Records

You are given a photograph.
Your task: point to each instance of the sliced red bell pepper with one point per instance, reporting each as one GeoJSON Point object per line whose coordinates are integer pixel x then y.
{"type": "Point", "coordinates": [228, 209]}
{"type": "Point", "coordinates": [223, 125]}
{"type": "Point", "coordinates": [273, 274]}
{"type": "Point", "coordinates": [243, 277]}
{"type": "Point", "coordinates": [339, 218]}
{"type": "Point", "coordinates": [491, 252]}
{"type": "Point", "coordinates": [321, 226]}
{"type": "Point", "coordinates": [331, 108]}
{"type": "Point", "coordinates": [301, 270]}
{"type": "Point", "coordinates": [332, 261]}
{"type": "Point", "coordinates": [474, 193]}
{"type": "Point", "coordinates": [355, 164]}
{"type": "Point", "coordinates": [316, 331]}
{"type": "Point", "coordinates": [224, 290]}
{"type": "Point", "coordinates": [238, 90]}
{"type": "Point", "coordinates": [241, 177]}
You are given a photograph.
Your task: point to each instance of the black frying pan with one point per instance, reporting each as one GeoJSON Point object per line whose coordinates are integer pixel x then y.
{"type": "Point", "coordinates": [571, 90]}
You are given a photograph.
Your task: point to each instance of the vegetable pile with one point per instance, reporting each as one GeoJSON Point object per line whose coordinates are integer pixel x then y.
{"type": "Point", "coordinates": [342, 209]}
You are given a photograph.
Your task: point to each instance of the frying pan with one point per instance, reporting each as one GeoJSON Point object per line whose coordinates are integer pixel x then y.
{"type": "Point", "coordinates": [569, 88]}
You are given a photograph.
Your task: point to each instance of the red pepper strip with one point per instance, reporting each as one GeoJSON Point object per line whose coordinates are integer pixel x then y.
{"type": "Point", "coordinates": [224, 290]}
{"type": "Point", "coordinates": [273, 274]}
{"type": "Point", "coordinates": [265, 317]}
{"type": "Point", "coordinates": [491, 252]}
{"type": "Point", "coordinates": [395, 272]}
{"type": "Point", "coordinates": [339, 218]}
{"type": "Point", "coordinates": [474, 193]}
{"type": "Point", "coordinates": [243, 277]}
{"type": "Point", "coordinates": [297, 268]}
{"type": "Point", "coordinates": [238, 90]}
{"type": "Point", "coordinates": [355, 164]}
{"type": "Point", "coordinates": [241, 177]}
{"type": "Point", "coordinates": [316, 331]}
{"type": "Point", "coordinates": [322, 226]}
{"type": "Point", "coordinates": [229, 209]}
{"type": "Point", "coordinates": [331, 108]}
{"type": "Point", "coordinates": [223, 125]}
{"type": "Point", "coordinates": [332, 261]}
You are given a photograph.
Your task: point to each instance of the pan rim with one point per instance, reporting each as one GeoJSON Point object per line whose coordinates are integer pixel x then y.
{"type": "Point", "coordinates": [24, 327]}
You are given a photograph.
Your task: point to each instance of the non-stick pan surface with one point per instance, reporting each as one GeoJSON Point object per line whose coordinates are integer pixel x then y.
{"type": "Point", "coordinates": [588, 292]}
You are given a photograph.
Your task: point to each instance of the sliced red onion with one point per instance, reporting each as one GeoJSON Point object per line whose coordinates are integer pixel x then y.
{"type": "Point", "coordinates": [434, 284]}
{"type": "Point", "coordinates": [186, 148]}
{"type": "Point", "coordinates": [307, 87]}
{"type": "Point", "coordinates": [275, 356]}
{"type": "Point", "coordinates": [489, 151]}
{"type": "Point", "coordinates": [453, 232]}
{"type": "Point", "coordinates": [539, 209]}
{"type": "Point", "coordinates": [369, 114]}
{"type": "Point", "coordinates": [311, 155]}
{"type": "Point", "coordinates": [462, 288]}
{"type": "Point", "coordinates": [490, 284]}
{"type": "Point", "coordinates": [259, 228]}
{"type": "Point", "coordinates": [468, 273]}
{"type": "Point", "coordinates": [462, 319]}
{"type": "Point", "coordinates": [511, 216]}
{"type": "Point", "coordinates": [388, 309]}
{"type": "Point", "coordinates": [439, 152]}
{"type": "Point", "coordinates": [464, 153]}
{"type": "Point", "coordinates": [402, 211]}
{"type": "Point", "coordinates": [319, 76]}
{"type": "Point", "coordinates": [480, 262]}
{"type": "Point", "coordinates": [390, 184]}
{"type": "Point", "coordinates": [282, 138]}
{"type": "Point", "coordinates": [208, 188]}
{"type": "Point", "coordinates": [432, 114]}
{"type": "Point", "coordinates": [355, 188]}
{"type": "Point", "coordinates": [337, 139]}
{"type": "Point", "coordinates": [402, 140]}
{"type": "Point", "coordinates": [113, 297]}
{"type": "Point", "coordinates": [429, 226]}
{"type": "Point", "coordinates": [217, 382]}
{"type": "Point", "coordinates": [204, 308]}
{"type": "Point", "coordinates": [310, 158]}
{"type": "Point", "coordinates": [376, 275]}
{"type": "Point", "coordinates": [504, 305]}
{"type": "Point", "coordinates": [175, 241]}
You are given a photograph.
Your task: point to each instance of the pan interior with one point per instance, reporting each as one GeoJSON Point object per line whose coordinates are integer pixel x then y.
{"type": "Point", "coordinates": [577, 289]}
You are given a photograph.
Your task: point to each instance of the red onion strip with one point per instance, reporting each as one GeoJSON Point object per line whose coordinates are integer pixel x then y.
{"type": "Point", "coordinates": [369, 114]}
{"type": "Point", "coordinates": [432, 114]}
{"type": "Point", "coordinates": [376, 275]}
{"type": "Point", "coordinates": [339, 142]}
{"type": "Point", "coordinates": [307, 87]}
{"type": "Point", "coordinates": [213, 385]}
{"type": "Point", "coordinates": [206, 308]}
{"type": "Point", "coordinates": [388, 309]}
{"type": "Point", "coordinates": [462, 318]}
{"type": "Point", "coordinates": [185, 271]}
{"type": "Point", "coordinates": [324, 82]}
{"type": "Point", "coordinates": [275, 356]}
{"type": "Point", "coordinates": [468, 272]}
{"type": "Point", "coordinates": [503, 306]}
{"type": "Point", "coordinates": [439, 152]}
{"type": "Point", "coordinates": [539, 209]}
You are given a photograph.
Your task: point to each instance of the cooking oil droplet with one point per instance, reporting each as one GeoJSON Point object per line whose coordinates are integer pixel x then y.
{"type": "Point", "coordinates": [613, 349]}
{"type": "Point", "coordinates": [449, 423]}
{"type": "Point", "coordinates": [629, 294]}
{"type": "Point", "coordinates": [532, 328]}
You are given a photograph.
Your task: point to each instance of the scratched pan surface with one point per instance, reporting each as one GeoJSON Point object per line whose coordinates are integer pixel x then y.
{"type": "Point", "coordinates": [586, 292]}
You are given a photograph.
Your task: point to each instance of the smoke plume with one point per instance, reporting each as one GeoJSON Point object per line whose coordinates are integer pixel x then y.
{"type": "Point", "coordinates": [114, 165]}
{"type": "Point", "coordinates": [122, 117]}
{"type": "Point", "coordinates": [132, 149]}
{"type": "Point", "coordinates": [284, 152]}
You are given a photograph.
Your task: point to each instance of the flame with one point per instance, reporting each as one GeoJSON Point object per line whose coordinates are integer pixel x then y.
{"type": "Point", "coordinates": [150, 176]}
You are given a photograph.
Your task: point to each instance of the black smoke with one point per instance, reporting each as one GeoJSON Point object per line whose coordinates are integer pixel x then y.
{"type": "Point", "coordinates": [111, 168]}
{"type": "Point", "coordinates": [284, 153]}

[Task goal]
Print all of the entries exactly as they are written.

[Exercise result]
You are given a photograph.
Your task: point to each instance of the sliced red bell pepper with one point per instance, reporting each as one GeoJSON Point object per line whose coordinates are integer pixel x then y.
{"type": "Point", "coordinates": [228, 209]}
{"type": "Point", "coordinates": [223, 125]}
{"type": "Point", "coordinates": [273, 274]}
{"type": "Point", "coordinates": [243, 277]}
{"type": "Point", "coordinates": [339, 218]}
{"type": "Point", "coordinates": [491, 252]}
{"type": "Point", "coordinates": [321, 226]}
{"type": "Point", "coordinates": [331, 108]}
{"type": "Point", "coordinates": [301, 270]}
{"type": "Point", "coordinates": [332, 261]}
{"type": "Point", "coordinates": [474, 193]}
{"type": "Point", "coordinates": [355, 164]}
{"type": "Point", "coordinates": [316, 331]}
{"type": "Point", "coordinates": [224, 290]}
{"type": "Point", "coordinates": [238, 90]}
{"type": "Point", "coordinates": [241, 177]}
You are given a photograph.
Your task: point to each instance of the black frying pan with one point per instance, reporting each as one GeoJSON Point object per line whose coordinates are integer pixel x then y.
{"type": "Point", "coordinates": [571, 90]}
You are given a photograph.
Your task: point to each instance of the vegetable pile with one point per instance, reporting each as one GeoJSON Point object per line whose coordinates are integer pixel x then y.
{"type": "Point", "coordinates": [342, 209]}
You are given a photograph.
Your task: point to each instance of the frying pan with one point per instance, reporting each as one GeoJSON Point object per line whose coordinates are integer pixel x then y.
{"type": "Point", "coordinates": [569, 88]}
You are given a photograph.
Your task: point to each instance of the red pepper strip with one point per instance, reporting each as one GeoJSON Point object per line whose coordinates are integer pixel x then y.
{"type": "Point", "coordinates": [224, 290]}
{"type": "Point", "coordinates": [273, 274]}
{"type": "Point", "coordinates": [265, 317]}
{"type": "Point", "coordinates": [491, 252]}
{"type": "Point", "coordinates": [395, 272]}
{"type": "Point", "coordinates": [339, 218]}
{"type": "Point", "coordinates": [474, 193]}
{"type": "Point", "coordinates": [243, 277]}
{"type": "Point", "coordinates": [297, 268]}
{"type": "Point", "coordinates": [238, 90]}
{"type": "Point", "coordinates": [355, 164]}
{"type": "Point", "coordinates": [241, 177]}
{"type": "Point", "coordinates": [316, 331]}
{"type": "Point", "coordinates": [322, 226]}
{"type": "Point", "coordinates": [229, 209]}
{"type": "Point", "coordinates": [331, 108]}
{"type": "Point", "coordinates": [223, 125]}
{"type": "Point", "coordinates": [332, 261]}
You are given a photograph.
Your task: point to each instance of the pan rim with one point per instance, reporting each as one GeoJSON Point object per line whose coordinates are integer pixel x then y.
{"type": "Point", "coordinates": [24, 327]}
You are given a photograph.
Your task: point to each instance of the non-stick pan surface with one point per instance, reporting each as one GeoJSON Point object per line whose coordinates are integer pixel x then y.
{"type": "Point", "coordinates": [588, 292]}
You are given a photograph.
Your task: point to each instance of the sliced red onion with one point per instance, reporting each as one GeoJSON Point object per line whose coordinates are integer pixel x then y.
{"type": "Point", "coordinates": [434, 284]}
{"type": "Point", "coordinates": [186, 148]}
{"type": "Point", "coordinates": [307, 87]}
{"type": "Point", "coordinates": [275, 356]}
{"type": "Point", "coordinates": [489, 151]}
{"type": "Point", "coordinates": [453, 232]}
{"type": "Point", "coordinates": [539, 209]}
{"type": "Point", "coordinates": [369, 114]}
{"type": "Point", "coordinates": [311, 155]}
{"type": "Point", "coordinates": [462, 288]}
{"type": "Point", "coordinates": [490, 284]}
{"type": "Point", "coordinates": [259, 228]}
{"type": "Point", "coordinates": [468, 273]}
{"type": "Point", "coordinates": [462, 319]}
{"type": "Point", "coordinates": [511, 216]}
{"type": "Point", "coordinates": [388, 309]}
{"type": "Point", "coordinates": [439, 152]}
{"type": "Point", "coordinates": [464, 153]}
{"type": "Point", "coordinates": [402, 211]}
{"type": "Point", "coordinates": [319, 76]}
{"type": "Point", "coordinates": [480, 262]}
{"type": "Point", "coordinates": [390, 184]}
{"type": "Point", "coordinates": [282, 138]}
{"type": "Point", "coordinates": [208, 188]}
{"type": "Point", "coordinates": [432, 114]}
{"type": "Point", "coordinates": [355, 188]}
{"type": "Point", "coordinates": [337, 139]}
{"type": "Point", "coordinates": [402, 140]}
{"type": "Point", "coordinates": [113, 297]}
{"type": "Point", "coordinates": [429, 226]}
{"type": "Point", "coordinates": [217, 382]}
{"type": "Point", "coordinates": [204, 308]}
{"type": "Point", "coordinates": [310, 158]}
{"type": "Point", "coordinates": [376, 275]}
{"type": "Point", "coordinates": [504, 305]}
{"type": "Point", "coordinates": [175, 241]}
You are given a photograph.
Your task: point to each instance of the pan interior with one point per instance, reporting each as one GeoJSON Point object per line whose coordinates are integer pixel x then y.
{"type": "Point", "coordinates": [577, 289]}
You are given a photograph.
Your task: point to each instance of the red onion strip with one point per instance, reporting each as one GeoJSON Point object per line whose coordinates are integer pixel x then y.
{"type": "Point", "coordinates": [369, 114]}
{"type": "Point", "coordinates": [432, 114]}
{"type": "Point", "coordinates": [376, 275]}
{"type": "Point", "coordinates": [339, 142]}
{"type": "Point", "coordinates": [307, 87]}
{"type": "Point", "coordinates": [213, 385]}
{"type": "Point", "coordinates": [206, 308]}
{"type": "Point", "coordinates": [388, 309]}
{"type": "Point", "coordinates": [462, 318]}
{"type": "Point", "coordinates": [185, 271]}
{"type": "Point", "coordinates": [324, 82]}
{"type": "Point", "coordinates": [275, 356]}
{"type": "Point", "coordinates": [468, 272]}
{"type": "Point", "coordinates": [503, 306]}
{"type": "Point", "coordinates": [439, 152]}
{"type": "Point", "coordinates": [539, 209]}
You are given a photograph.
Your task: point to each instance of the cooking oil droplet with one point per instance, reporting each as one GeoJSON Point object per line whose coordinates are integer pixel x then y.
{"type": "Point", "coordinates": [613, 349]}
{"type": "Point", "coordinates": [449, 423]}
{"type": "Point", "coordinates": [629, 294]}
{"type": "Point", "coordinates": [532, 328]}
You are given a photograph.
Your task: point to each instance of the scratched pan surface with one point per instance, reporting each as one GeoJSON Point object per line whose coordinates are integer pixel x then y.
{"type": "Point", "coordinates": [586, 292]}
You are given a photograph.
Your task: point to each instance of the smoke plume with one point per instance, reporting each as one GeoJSON Point object per line whose coordinates are integer pixel x then y.
{"type": "Point", "coordinates": [114, 165]}
{"type": "Point", "coordinates": [122, 117]}
{"type": "Point", "coordinates": [132, 149]}
{"type": "Point", "coordinates": [284, 152]}
You are given a photograph.
Your task: point to each instance of the flame with one point per instance, reporting each as one GeoJSON Point object per line whose coordinates are integer pixel x then y.
{"type": "Point", "coordinates": [150, 176]}
You are given a photograph.
Your task: point to each instance of the black smoke with one point per instance, reporting each as one GeoJSON Point object per line whose coordinates are integer pixel x then y.
{"type": "Point", "coordinates": [111, 168]}
{"type": "Point", "coordinates": [284, 153]}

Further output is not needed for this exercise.